▸ **What to produce**:
Among the records below, one line contains "hair. Produce a box around each one."; copy that line and all that follow it, exactly as written.

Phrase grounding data

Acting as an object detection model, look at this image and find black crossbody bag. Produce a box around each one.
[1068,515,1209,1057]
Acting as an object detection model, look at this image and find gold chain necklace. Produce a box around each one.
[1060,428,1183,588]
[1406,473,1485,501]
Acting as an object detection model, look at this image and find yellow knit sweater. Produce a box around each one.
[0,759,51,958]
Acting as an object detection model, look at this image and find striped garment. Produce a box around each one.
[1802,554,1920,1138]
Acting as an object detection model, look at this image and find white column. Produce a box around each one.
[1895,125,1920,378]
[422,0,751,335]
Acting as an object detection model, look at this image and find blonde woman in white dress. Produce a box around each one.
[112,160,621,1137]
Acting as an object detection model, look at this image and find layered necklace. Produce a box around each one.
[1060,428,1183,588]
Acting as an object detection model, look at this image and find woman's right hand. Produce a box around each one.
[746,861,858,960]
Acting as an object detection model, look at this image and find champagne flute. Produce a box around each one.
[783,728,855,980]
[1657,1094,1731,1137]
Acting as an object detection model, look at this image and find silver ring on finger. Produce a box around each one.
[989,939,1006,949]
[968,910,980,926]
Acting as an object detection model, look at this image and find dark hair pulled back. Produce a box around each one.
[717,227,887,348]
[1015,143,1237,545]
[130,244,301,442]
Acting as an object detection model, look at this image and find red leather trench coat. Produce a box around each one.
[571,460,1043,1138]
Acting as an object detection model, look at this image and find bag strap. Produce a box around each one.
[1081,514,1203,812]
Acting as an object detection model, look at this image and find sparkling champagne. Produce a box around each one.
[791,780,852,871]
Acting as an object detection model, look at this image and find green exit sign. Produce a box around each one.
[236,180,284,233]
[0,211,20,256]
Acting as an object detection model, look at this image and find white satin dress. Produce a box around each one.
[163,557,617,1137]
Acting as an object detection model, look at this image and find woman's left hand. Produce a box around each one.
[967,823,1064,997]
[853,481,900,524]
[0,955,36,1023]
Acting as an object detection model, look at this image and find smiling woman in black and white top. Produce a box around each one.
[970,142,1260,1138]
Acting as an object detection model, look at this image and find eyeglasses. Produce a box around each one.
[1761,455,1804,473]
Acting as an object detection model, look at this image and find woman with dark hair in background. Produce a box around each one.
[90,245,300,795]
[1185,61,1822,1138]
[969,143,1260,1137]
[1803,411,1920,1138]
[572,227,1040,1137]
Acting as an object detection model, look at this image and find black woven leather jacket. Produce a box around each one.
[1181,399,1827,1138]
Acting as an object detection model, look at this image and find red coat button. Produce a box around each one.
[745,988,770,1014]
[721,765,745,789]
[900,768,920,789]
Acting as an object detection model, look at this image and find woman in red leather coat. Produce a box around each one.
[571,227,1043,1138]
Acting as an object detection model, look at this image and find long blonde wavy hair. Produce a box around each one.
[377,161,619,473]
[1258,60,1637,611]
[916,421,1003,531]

▸ **Solution for this problem**:
Acting as an object detection model, look at this image and find long blonde wavy hair. Produce a box around each one.
[377,161,619,473]
[1258,60,1637,611]
[916,421,1003,531]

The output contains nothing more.